Aim of the task:
Turn the lines below into a JSON list of strings, one string per line, skipping blank lines and leaving out the pictures.

Begin Material for this exercise

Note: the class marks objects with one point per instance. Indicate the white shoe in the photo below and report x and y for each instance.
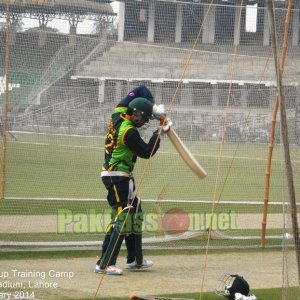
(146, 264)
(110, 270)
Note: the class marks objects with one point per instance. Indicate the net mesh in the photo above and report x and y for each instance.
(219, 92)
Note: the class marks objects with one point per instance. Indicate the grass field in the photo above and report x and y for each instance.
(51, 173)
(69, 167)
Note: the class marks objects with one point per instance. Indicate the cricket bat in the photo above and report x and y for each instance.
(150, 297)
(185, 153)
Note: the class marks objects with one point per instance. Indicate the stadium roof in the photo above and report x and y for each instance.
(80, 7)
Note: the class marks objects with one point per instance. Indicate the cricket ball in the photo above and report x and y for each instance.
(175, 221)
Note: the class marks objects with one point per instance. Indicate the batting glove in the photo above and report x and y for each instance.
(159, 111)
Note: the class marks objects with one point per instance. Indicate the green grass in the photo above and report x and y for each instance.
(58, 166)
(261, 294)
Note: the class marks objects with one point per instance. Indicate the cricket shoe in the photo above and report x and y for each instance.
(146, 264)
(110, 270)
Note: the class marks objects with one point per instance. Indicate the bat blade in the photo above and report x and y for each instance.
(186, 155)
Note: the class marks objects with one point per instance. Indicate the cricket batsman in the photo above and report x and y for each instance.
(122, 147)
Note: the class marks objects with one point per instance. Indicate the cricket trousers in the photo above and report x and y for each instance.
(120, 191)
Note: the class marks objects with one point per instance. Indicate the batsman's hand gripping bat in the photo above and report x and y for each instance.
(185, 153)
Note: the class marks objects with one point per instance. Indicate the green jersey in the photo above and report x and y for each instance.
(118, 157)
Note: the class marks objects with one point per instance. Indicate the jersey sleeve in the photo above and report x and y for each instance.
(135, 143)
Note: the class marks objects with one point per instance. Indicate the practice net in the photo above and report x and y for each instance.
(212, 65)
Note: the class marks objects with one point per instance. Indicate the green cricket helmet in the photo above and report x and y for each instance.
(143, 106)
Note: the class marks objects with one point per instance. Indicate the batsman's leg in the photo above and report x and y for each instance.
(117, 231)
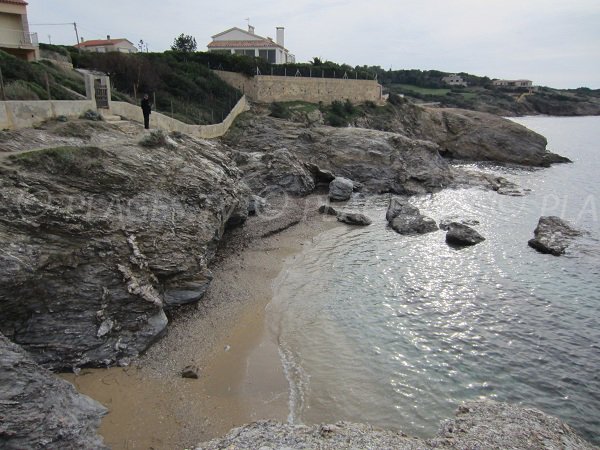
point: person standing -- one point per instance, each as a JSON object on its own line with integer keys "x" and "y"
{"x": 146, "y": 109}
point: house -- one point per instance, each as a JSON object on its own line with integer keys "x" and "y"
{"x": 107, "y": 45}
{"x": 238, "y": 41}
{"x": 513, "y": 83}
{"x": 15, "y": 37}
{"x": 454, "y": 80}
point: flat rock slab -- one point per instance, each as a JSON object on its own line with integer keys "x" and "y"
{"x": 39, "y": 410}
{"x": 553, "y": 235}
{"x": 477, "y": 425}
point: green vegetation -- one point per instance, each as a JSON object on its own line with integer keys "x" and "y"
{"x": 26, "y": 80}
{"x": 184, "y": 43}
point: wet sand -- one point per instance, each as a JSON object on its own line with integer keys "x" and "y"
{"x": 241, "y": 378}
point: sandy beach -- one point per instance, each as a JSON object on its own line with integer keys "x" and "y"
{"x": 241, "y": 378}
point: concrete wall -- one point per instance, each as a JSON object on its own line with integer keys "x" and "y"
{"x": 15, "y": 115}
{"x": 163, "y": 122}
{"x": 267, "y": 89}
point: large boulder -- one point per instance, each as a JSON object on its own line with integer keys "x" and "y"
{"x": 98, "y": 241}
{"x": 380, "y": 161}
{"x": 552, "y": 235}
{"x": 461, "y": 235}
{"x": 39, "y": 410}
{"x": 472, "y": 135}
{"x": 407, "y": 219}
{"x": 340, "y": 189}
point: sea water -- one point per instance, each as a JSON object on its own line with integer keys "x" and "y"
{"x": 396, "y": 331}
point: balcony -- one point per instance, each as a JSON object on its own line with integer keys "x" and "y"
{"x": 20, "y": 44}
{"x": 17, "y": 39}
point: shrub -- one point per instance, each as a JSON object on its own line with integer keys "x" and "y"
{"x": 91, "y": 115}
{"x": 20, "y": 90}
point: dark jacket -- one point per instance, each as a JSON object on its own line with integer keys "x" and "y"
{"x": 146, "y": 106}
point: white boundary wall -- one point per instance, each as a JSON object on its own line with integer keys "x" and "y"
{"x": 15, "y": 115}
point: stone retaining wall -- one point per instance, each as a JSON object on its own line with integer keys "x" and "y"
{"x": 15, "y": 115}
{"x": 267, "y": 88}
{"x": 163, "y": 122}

End Material for this exercise

Output:
[
  "Note: the class marks objects with one point per instance. Indicate the white shoe in the photo below and report x and y for each instance.",
  "(146, 264)",
  "(110, 270)",
  "Note: the class marks objects with one point per instance. Indicate the net mesh in the photo above and report x and y for each instance.",
  "(219, 92)",
  "Note: the class marks objects with one point per instance. Indicate the grass field in the photo above and report x and y for each instance.",
  "(51, 173)",
  "(69, 167)",
  "Note: the class marks objects with one point per instance. Indicate the cricket bat in the photo above and report x and y for each instance.",
  "(150, 297)",
  "(185, 153)",
  "Note: the class marks objects with one point per instance. Indicate the stadium roof in the photo above and report x and y for each instance.",
  "(80, 7)",
  "Note: the class marks objects with one point per instance. Indicate the cricket ball in the photo above and report x and y for each instance.",
  "(175, 221)",
  "Note: the class marks objects with one point per instance. Indicate the batting glove in the photo above and report x and y for each instance.",
  "(159, 111)",
  "Note: the class marks objects with one point per instance. Indicate the green grass in the photo above and report x and y for each instance.",
  "(58, 166)",
  "(261, 294)",
  "Note: the class marks objects with one point per instance. Indicate the cricket shoe in the photo above and report x and y for each instance.",
  "(146, 264)",
  "(110, 270)",
  "Note: the class marks objects with one point per instance. Indicate the bat blade in the photo above and report x and y for each instance.",
  "(186, 155)",
  "Note: the class marks objects with one point per instance. Indicate the cricket batsman in the photo above and report x and y for each instance.",
  "(122, 147)",
  "Note: the class marks objects with one point per instance. Indicate the cricket trousers in the photo above and report x and y for each instance.",
  "(120, 191)",
  "Note: the class marks objects with one point per instance. Indicate the batsman's hand gripping bat in the photo above and report x and y for each instance.",
  "(185, 153)",
  "Note: the class marks objects with one point per instance. Indicate the green jersey in the photo above and report x and y for each instance.",
  "(118, 157)",
  "Note: the class marks objects with one point per instance. Indicate the jersey sleeve in the photo above and report x and y for each instance.",
  "(135, 143)",
  "Note: the class marks objects with one point per instance. Indicate the practice net in the photo above and report x and y for each instance.",
  "(212, 65)",
  "Note: the class marks objects with one point per instance. Indicate the green cricket helmet in the photo above and report x and y for each instance.",
  "(143, 106)",
  "Note: the class marks objects with one point per instance. Indicate the batsman's leg in the photo above and report x and y for each instance.",
  "(117, 231)",
  "point: person standing -- one point per instance, each as a JSON object on its own line with integer keys \"x\" and \"y\"",
  "{\"x\": 146, \"y\": 109}",
  "point: house -- one point per instance, each as a JSON object on its own line with integer keys \"x\" and \"y\"",
  "{\"x\": 107, \"y\": 45}",
  "{\"x\": 238, \"y\": 41}",
  "{\"x\": 513, \"y\": 83}",
  "{\"x\": 15, \"y\": 37}",
  "{\"x\": 454, \"y\": 80}",
  "point: flat rock slab -- one point per instance, each as a JSON object on its own line with integer keys \"x\" and \"y\"",
  "{\"x\": 39, \"y\": 410}",
  "{\"x\": 553, \"y\": 235}",
  "{\"x\": 477, \"y\": 425}",
  "point: green vegetation -- one point per instance, each as a JSON object on its own line with integer keys \"x\" and \"y\"",
  "{\"x\": 26, \"y\": 80}",
  "{\"x\": 184, \"y\": 43}",
  "point: wet sand -- one point per instance, each as a JSON object on its own line with integer keys \"x\" and \"y\"",
  "{\"x\": 241, \"y\": 378}",
  "point: sandy beach -- one point per instance, each as a JSON object on its own line with integer keys \"x\" and \"y\"",
  "{\"x\": 241, \"y\": 378}",
  "point: concrete wall -- one point per instance, each as a JSON object on its own line with integer keys \"x\" and \"y\"",
  "{\"x\": 15, \"y\": 115}",
  "{\"x\": 163, \"y\": 122}",
  "{\"x\": 267, \"y\": 89}",
  "point: large boulder -- one point per instance, each as a JSON object on its own line with integer keys \"x\" and \"y\"",
  "{\"x\": 98, \"y\": 241}",
  "{\"x\": 380, \"y\": 161}",
  "{\"x\": 552, \"y\": 235}",
  "{\"x\": 461, \"y\": 235}",
  "{\"x\": 39, \"y\": 410}",
  "{\"x\": 472, \"y\": 135}",
  "{\"x\": 407, \"y\": 219}",
  "{\"x\": 340, \"y\": 189}",
  "point: sea water -- one point per instance, each as a JSON object on its own line with integer keys \"x\" and \"y\"",
  "{\"x\": 396, \"y\": 331}",
  "point: balcony -- one point per instance, each as a JSON object on its own line with integer keys \"x\" and \"y\"",
  "{\"x\": 20, \"y\": 44}",
  "{\"x\": 17, \"y\": 39}",
  "point: shrub -- one point per instance, each as a JSON object on its own line with integer keys \"x\" and \"y\"",
  "{\"x\": 91, \"y\": 115}",
  "{\"x\": 20, \"y\": 90}",
  "point: dark jacket -- one point per instance, each as a JSON object on its own line with integer keys \"x\" and \"y\"",
  "{\"x\": 146, \"y\": 106}",
  "point: white boundary wall -- one point per instance, each as a JSON object on its own line with integer keys \"x\" and \"y\"",
  "{\"x\": 15, \"y\": 115}",
  "point: stone retaining wall -- one point per instance, each as a JSON object on its own line with integer keys \"x\" and \"y\"",
  "{\"x\": 15, \"y\": 115}",
  "{\"x\": 267, \"y\": 88}",
  "{\"x\": 163, \"y\": 122}"
]